The FHWA and FTA nevertheless recognize that in some cases, large
and complex urban areas may have difficulty effectively addressing
these concerns, and FHWA and FTA modified the proposed rule to allow an
exception to the requirement for unified planning in Sec. 450.312(i).
If applicable, the request for an exception should provide evidence of
public involvement, Title VI, or EJ concerns.

Implementation Timeline

The FHWA and FTA received input from 60 commenters on the proposed
timeframe for the implementation of the proposed requirements in the
NPRM. Many commenters, including 26 MPOs, 11 State DOTs, 9
municipalities, 5 professional associations, 4 COGs, 2 State
legislators, 1 member of Congress, and 1 transit agency, raised
concerns that the NPRM would require extensive and time-consuming
coordination among MPOs and States, and they expressed that it would be
unrealistic to complete this coordination within the 2 years required
under the proposed rule. Many commenters stated that because of the
complex nature of their particular MPA, the requirement to revise MPA
boundaries and negotiate agreements among multi-MPO or multistate
jurisdictions would be difficult to accomplish within 2 years. Many
commenters noted that it would take longer than 2 years to complete new
MTPs and TIPs among geographically-large MPAs, particularly in
multistate areas.
Four MPOs and one member of Congress noted that 2 years is not
enough time for State legislative action and gubernatorial approval
that would be required to refine the MPO jurisdictional boundaries and
member composition. Two MPOs stated that 2 years for compliance was not
sufficient time for MPOs that are organized based upon State
legislation, or are part of a Regional Planning Agency (RPA) or Council
of Governments (COG) that would require re-establishment of roles
through the State legislative process. One State DOT and numerous MPOs
commented that the 2-year timeframe proposed in the NPRM was
insufficient to draft new agreements and receive approval through
multiple agencies. One State DOT commented that if there are disputes
between the State and MPOs, it would significantly lengthen the
timeframe for implementation. Three MPOs stated that a 2-year phase in
period was not sufficient for a large, multistate area to draft new
agreements and develop new structures, new rules and new planning
processes.
Two COGs and eight local governments commented that 2 years was too
aggressive given the extent of the required changes, resignations, and
coordination agreements. They cited the experience of merging MPOs to
form the Lower Connecticut River Valley Council of Governments, which
took 4 years despite being a voluntary merger. Based upon this
experience, they expressed doubt that the 2-year timeframe proposed in
the NPRM would provide adequate time to complete a merger of MPOs to
comply with the proposed rule.

=== Tasks and exercises ===
1. In the rulemaking passage above, restate the paragraph beginning "Two COGs and eight local governments" in two sentences, keeping its main facts.
2. Answer these from the rulemaking passage above:
(a) How many commenters gave input on the proposed implementation timeframe?
(b) In which section does the exception to the unified planning requirement appear?
(c) How long did the merger that formed the Lower Connecticut River Valley Council of Governments take?
3. Retype everything in the rulemaking passage above from "The FHWA and FTA nevertheless" down to "or EJ concerns.".

=== Excerpted records ===

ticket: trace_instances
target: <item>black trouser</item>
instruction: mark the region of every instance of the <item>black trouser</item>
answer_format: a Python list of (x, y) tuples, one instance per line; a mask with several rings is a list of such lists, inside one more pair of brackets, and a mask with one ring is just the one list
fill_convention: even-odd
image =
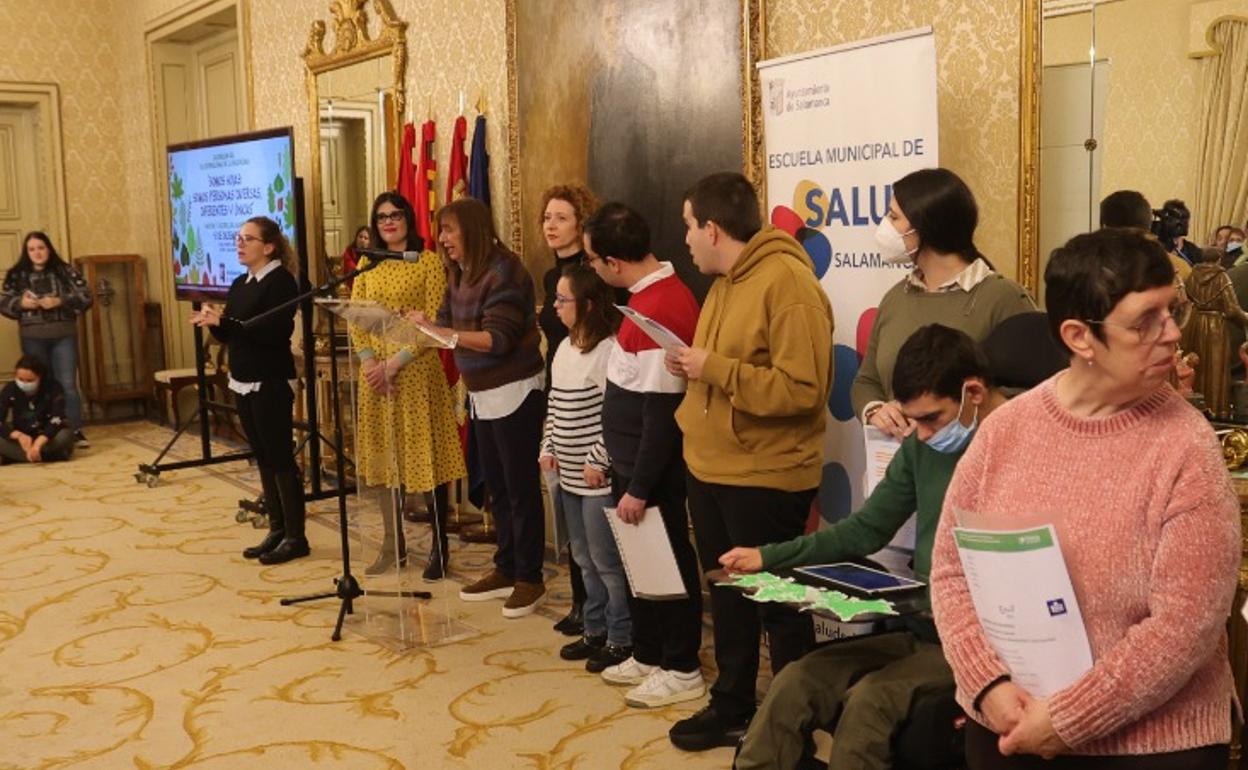
[[(631, 479), (618, 470), (612, 478), (615, 499), (628, 490)], [(685, 509), (685, 464), (674, 459), (650, 489), (646, 508), (658, 507), (663, 517), (676, 568), (685, 584), (685, 599), (638, 599), (629, 592), (628, 609), (633, 615), (633, 658), (669, 671), (696, 671), (701, 668), (701, 573), (698, 555), (689, 542), (689, 513)]]
[[(814, 498), (814, 489), (784, 492), (708, 484), (690, 473), (689, 514), (703, 569), (719, 569), (719, 557), (738, 545), (765, 545), (802, 534)], [(719, 668), (710, 689), (710, 705), (723, 716), (740, 719), (754, 713), (760, 619), (768, 629), (773, 673), (779, 674), (815, 646), (810, 615), (773, 602), (751, 602), (736, 589), (710, 587), (710, 616)]]
[[(45, 463), (69, 459), (71, 454), (74, 454), (74, 431), (70, 428), (57, 431), (39, 451), (39, 458)], [(21, 444), (7, 436), (0, 438), (0, 457), (12, 463), (27, 462), (26, 452), (21, 448)]]
[(1065, 755), (1055, 759), (1033, 754), (1003, 756), (997, 750), (997, 738), (996, 733), (973, 719), (966, 720), (966, 766), (970, 770), (1226, 770), (1229, 756), (1226, 744), (1166, 754)]
[(532, 391), (507, 417), (478, 417), (473, 423), (498, 532), (494, 567), (508, 578), (543, 583), (545, 509), (537, 449), (545, 423), (545, 397)]
[(295, 392), (290, 383), (266, 379), (258, 391), (235, 393), (235, 403), (256, 465), (275, 473), (295, 473), (295, 439), (291, 436)]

=== Expected outputs ===
1. Two COGs and eight local governments said the 2-year timeframe was too aggressive given the required changes, resignations, and coordination agreements. They noted that merging MPOs to form the Lower Connecticut River Valley Council of Governments took 4 years despite being voluntary, and they doubted that 2 years would be enough to complete an MPO merger under the proposed rule.

2.
(a) 60
(b) Sec. 450.312(i)
(c) 4 years

3.
The FHWA and FTA nevertheless recognize that in some cases, large
and complex urban areas may have difficulty effectively addressing
these concerns, and FHWA and FTA modified the proposed rule to allow an
exception to the requirement for unified planning in Sec. 450.312(i).
If applicable, the request for an exception should provide evidence of
public involvement, Title VI, or EJ concerns.